> **ページ本文**
今回は、薬学部を目指している方に向けて、薬学部の選び方を考えていきたいと思います。

 

 

 

はじめに

簡単にですが、決め手となるポイントは

①偏差値

②学費

③立地

④薬剤師国家試験合格率

この4つかなと思います。

では、さっそく見ていきましょう。

 

 

偏差値

薬学部といえば、「偏差値が高め」、「医学部受験生が滑り止めで受ける」みたいなイメージが多いかなと思います。

 

概ね、このイメージは正解だと思います。

私の友人にも医学部落ちをして薬学部に来ていた人もいますし、中には仮面浪人をして医学部に合格している人もいました。

偏差値も国公立薬学部では60以上は必要になる場合が多いです。

そのため、しっかりと受験勉強に取り組まなければなりません。

 

しかし、それに対して私立薬学部は半数以上の大学が偏差値50を下回っています

つまり、私立薬学部なら受験勉強したくない人や、諸々の理由で勉強が困難だった人でも入ることは可能です。

 

したがって言い換えるなら、「偏差値の高い薬学部≒国公立の薬学部」となります。

もちろん、慶応義塾大学や東京理科大学等の例外はありますが…

 

では、どのような人が「偏差値の高い薬学部≒国公立の薬学部」に行くべきなのか。

偏差値の高い薬学部に入るべき人は2種類いると思います。

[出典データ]
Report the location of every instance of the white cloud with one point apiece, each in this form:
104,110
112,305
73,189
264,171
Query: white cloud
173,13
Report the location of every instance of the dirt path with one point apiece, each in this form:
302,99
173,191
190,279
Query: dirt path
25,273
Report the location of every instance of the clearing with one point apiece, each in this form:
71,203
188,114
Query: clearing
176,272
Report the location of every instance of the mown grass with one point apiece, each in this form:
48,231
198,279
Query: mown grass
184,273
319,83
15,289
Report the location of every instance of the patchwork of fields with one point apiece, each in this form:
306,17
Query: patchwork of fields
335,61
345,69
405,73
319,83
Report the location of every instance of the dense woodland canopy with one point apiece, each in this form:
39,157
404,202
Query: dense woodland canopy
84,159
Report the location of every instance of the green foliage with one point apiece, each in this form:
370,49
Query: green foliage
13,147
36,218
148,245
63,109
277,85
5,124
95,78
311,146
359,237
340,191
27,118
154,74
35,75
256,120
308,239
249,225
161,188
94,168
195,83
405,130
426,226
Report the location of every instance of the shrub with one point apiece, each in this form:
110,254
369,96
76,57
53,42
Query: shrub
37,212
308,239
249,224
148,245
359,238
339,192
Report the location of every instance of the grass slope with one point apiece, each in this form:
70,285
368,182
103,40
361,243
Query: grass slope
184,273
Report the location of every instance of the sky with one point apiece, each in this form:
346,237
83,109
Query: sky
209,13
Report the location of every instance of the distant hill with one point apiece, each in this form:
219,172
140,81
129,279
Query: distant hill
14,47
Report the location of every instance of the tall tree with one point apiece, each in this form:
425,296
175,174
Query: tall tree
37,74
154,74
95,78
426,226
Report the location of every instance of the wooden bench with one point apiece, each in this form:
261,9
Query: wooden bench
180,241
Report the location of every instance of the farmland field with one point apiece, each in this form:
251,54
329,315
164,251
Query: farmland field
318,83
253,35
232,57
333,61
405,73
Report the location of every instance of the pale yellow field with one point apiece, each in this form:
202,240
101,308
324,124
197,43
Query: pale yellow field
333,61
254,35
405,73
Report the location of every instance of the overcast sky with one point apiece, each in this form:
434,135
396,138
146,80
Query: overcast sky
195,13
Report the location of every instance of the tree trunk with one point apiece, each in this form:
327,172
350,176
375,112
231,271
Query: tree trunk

> **課題内容**
薬学部の選び方に関する本文から、「しかし、それに対して私立薬学部は半数以上の大学が偏差値50を下回っています」から「では、どのような人が「偏差値の高い薬学部≒国公立の薬学部」に行くべきなのか。」までを一字一句変えずに書き写してください。

> **模範解答**
しかし、それに対して私立薬学部は半数以上の大学が偏差値50を下回っています

つまり、私立薬学部なら受験勉強したくない人や、諸々の理由で勉強が困難だった人でも入ることは可能です。

 

したがって言い換えるなら、「偏差値の高い薬学部≒国公立の薬学部」となります。

もちろん、慶応義塾大学や東京理科大学等の例外はありますが…

 

では、どのような人が「偏差値の高い薬学部≒国公立の薬学部」に行くべきなのか。